Exercise brief
Reproduce all of the data below with each occurrence of "the pointer" replaced by "the locator" and nothing else altered. Leave the pictures out of your output.

--- begin ---

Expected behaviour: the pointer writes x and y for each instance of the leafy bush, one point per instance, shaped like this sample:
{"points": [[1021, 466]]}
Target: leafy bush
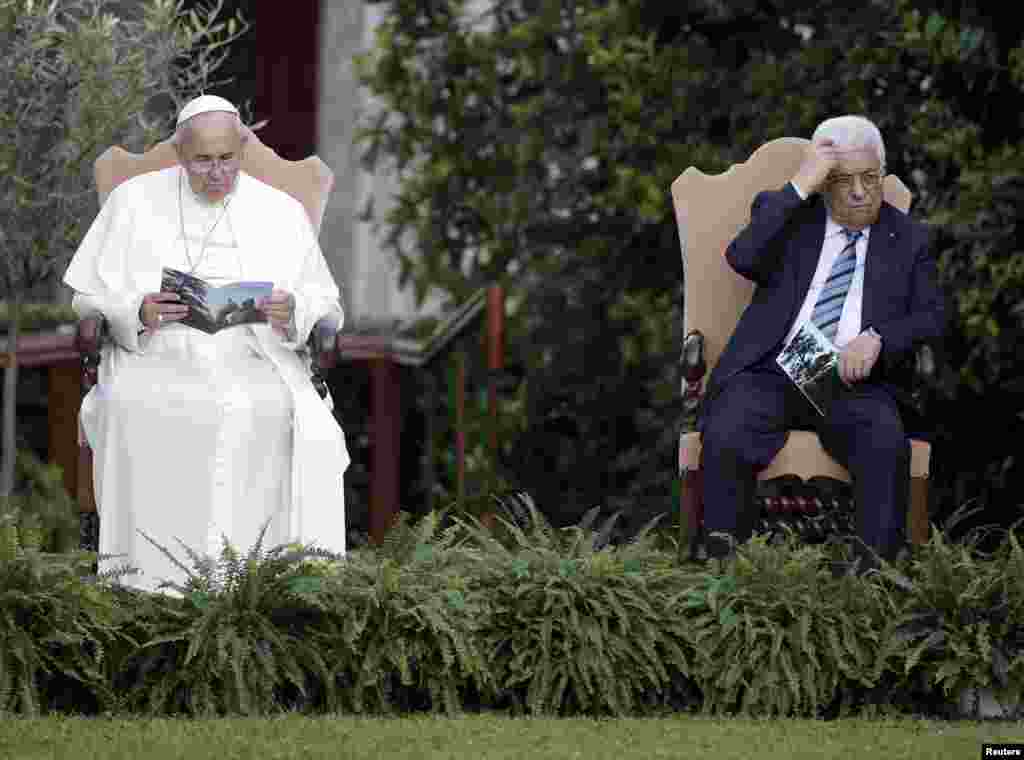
{"points": [[402, 626], [961, 619], [777, 633], [55, 632], [40, 515], [580, 627], [449, 616], [231, 642]]}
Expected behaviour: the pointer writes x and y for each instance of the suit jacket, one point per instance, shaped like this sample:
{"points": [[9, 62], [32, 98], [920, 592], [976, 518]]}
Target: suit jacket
{"points": [[779, 251]]}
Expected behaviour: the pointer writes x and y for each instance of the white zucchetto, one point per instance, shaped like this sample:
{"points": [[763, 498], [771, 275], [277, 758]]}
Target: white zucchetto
{"points": [[205, 104]]}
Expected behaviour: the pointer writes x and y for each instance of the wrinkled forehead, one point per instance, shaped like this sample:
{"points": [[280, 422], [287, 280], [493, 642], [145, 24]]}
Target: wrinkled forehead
{"points": [[858, 160]]}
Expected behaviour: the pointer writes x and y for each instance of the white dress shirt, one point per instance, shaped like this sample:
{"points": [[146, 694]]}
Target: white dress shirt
{"points": [[849, 323]]}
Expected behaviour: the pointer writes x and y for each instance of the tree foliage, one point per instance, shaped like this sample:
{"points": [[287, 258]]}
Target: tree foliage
{"points": [[536, 140], [76, 77]]}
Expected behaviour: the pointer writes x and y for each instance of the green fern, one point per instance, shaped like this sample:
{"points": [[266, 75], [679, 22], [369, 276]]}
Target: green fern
{"points": [[229, 644]]}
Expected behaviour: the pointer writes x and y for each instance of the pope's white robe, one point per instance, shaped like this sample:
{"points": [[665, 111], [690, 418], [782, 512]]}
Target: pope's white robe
{"points": [[195, 435]]}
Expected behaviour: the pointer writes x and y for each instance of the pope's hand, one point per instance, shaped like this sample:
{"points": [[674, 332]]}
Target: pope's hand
{"points": [[820, 158], [858, 357], [159, 308], [279, 309]]}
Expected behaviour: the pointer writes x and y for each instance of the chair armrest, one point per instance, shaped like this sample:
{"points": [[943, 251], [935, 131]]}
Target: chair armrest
{"points": [[925, 363], [323, 341], [692, 367], [90, 333]]}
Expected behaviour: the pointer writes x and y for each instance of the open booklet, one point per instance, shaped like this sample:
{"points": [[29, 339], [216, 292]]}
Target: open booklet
{"points": [[811, 361], [211, 308]]}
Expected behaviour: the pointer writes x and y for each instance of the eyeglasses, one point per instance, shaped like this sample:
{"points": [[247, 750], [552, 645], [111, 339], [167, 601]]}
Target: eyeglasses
{"points": [[206, 166], [869, 179]]}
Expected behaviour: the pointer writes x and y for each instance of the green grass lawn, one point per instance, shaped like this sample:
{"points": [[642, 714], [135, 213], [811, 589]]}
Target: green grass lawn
{"points": [[684, 736]]}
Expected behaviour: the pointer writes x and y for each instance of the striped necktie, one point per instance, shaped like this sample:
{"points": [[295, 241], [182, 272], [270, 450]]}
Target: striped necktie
{"points": [[828, 307]]}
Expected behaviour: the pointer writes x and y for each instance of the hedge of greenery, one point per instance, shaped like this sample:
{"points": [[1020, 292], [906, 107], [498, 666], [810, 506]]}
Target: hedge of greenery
{"points": [[451, 617]]}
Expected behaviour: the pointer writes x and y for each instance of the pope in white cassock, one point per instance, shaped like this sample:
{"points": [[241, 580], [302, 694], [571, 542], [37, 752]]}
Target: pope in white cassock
{"points": [[199, 435]]}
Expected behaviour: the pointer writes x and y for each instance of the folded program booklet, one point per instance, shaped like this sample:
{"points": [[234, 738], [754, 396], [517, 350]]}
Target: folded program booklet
{"points": [[811, 361], [211, 308]]}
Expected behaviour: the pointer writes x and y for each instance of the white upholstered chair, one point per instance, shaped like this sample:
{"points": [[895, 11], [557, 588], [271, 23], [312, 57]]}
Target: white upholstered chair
{"points": [[711, 210]]}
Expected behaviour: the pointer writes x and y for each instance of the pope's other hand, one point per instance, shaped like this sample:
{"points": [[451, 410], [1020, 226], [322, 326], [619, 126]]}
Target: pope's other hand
{"points": [[279, 308]]}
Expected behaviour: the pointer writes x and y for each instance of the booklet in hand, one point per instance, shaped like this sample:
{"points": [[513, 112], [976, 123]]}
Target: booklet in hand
{"points": [[811, 361], [211, 308]]}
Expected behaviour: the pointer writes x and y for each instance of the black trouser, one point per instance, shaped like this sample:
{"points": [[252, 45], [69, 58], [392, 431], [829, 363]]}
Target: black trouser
{"points": [[747, 426]]}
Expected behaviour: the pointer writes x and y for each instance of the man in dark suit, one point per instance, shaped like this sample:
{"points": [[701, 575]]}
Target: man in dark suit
{"points": [[825, 249]]}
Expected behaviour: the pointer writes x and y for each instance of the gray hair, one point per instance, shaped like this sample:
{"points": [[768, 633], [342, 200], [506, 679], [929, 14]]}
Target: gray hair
{"points": [[852, 132], [183, 133]]}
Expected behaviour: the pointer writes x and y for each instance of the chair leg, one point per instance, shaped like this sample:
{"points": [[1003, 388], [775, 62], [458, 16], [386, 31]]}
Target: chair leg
{"points": [[691, 507], [85, 494], [916, 518]]}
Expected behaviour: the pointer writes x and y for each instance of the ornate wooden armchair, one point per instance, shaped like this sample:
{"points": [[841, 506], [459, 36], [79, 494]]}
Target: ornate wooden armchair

--- end ---

Task solution
Expected behaviour: the locator writes x and y for each instance of the leafy bush, one point per instance, shaped like this sample:
{"points": [[1021, 466]]}
Target: leafy bush
{"points": [[402, 626], [961, 619], [777, 633], [55, 632], [40, 515], [580, 627], [449, 616], [231, 642]]}
Expected behaviour: the locator writes x and y for each instance of the suit jacket, one point per instance, shaped like this sample:
{"points": [[9, 62], [32, 98], [920, 592], [976, 518]]}
Target: suit jacket
{"points": [[779, 251]]}
Expected behaviour: the locator writes x and y for each instance of the white zucchetto, one point per instance, shaped like this sample:
{"points": [[763, 498], [771, 275], [277, 758]]}
Target: white zucchetto
{"points": [[205, 104]]}
Expected behaviour: the locator writes x and y for each instance of the wrinkled forehead, one point per instance, shaped like this sample:
{"points": [[280, 422], [287, 280], [493, 642], [145, 24]]}
Target: wrinkled forehead
{"points": [[858, 160]]}
Expected behaviour: the locator writes x and y for each instance of the white dress shirt, one point per instance, shaped like this sample:
{"points": [[146, 694]]}
Target: white dress shirt
{"points": [[849, 323]]}
Expected behaviour: the locator writes x and y for each instance of the tree foliage, one point per instance, shaped like this sample:
{"points": [[287, 258]]}
Target: tree foliage
{"points": [[536, 140], [76, 77]]}
Expected behaviour: the locator writes x and y for each instance of the green fern, one point per instance, shaped like this sample:
{"points": [[266, 75], [679, 22], [369, 276]]}
Target: green fern
{"points": [[229, 644]]}
Expected behaviour: the locator writes x and y for each instance of the pope's white robe, one point per instance, shaped like this sample:
{"points": [[665, 111], [690, 418], [782, 512]]}
Target: pope's white robe
{"points": [[195, 435]]}
Expected behaviour: the locator writes x and y for each instance of the pope's hand, one point per instance, shaped like this sample:
{"points": [[674, 332]]}
Target: pope's hand
{"points": [[820, 158], [858, 357], [159, 308], [279, 309]]}
Expected behaviour: the locator writes x and y for each instance of the chair armrest, one point per instance, shaped like this sample:
{"points": [[943, 251], [935, 131]]}
Target: chair armrest
{"points": [[925, 363], [323, 341], [692, 367], [90, 333]]}
Expected behaviour: the locator writes x and y for each instance of the open booklet, one point per instance, shaped like this sample:
{"points": [[29, 339], [216, 292]]}
Target: open booklet
{"points": [[811, 361], [211, 308]]}
Expected behaviour: the locator writes x and y for each instance of the eyeglasses, one point per instance, shaped like this sample:
{"points": [[247, 750], [552, 645], [111, 339], [167, 601]]}
Target: eyeglasses
{"points": [[206, 166], [869, 179]]}
Expected behaviour: the locator writes x and y for each instance of the green grass lawn, one point per instance, shaped like this sample:
{"points": [[642, 714], [135, 213], [811, 589]]}
Target: green grass lawn
{"points": [[684, 736]]}
Expected behaviour: the locator writes x and y for each instance of the striped necktie, one point per instance, shaped like this sample:
{"points": [[295, 241], [182, 272], [270, 450]]}
Target: striped necktie
{"points": [[828, 307]]}
Expected behaviour: the locator writes x and y for each instance of the hedge of greenery, one point per instance, shaped like this sample:
{"points": [[1020, 292], [906, 107], [498, 666], [810, 506]]}
Target: hedge of greenery
{"points": [[451, 617]]}
Expected behaviour: the locator writes x and y for each instance of the pope in white cassock, one point per instance, shaped like this sample:
{"points": [[241, 580], [302, 694], [571, 542], [37, 752]]}
Target: pope in white cassock
{"points": [[199, 435]]}
Expected behaviour: the locator writes x and y for each instance of the folded program booklet, one point per instance, shaped like this sample:
{"points": [[234, 738], [754, 396], [517, 350]]}
Target: folded program booklet
{"points": [[811, 361], [211, 308]]}
Expected behaviour: the locator writes x and y for each instance of the white upholstered chair, one point per instance, shaped like this sample:
{"points": [[895, 11], [557, 588], [271, 23], [312, 57]]}
Target: white upholstered chair
{"points": [[711, 210]]}
Expected behaviour: the locator writes x and y for each instance of the pope's other hand, one point per instance, shaped like this sample:
{"points": [[451, 410], [1020, 226], [322, 326], [619, 126]]}
Target: pope's other hand
{"points": [[279, 308]]}
Expected behaviour: the locator writes x and y for each instance of the booklet in hand, one point per instance, shaped like this sample:
{"points": [[513, 112], [976, 123]]}
Target: booklet in hand
{"points": [[811, 361], [211, 308]]}
Expected behaviour: the locator writes x and y for each instance of the black trouser, one point per instance, shaped like this sample:
{"points": [[252, 45], [69, 58], [392, 431], [829, 363]]}
Target: black trouser
{"points": [[747, 426]]}
Expected behaviour: the locator writes x and y for each instance of the man in dark suit, one point per instance, shaped like this sample:
{"points": [[701, 575]]}
Target: man in dark suit
{"points": [[825, 249]]}
Expected behaviour: the locator writes x and y for each instance of the gray hair, one point per instance, shaped like this sample:
{"points": [[768, 633], [342, 200], [506, 679], [929, 14]]}
Target: gray hair
{"points": [[852, 132], [183, 133]]}
Expected behaviour: the locator writes x and y for each instance of the chair leg, one point per instance, shaped like this sample:
{"points": [[1003, 388], [775, 62], [458, 16], [386, 31]]}
Target: chair leg
{"points": [[691, 507], [85, 494], [916, 518]]}
Expected behaviour: the locator writes x and y for each instance of the ornate wooden armchair, one point per instance, shaped like this sample:
{"points": [[841, 506], [459, 36], [79, 494]]}
Target: ornate wooden armchair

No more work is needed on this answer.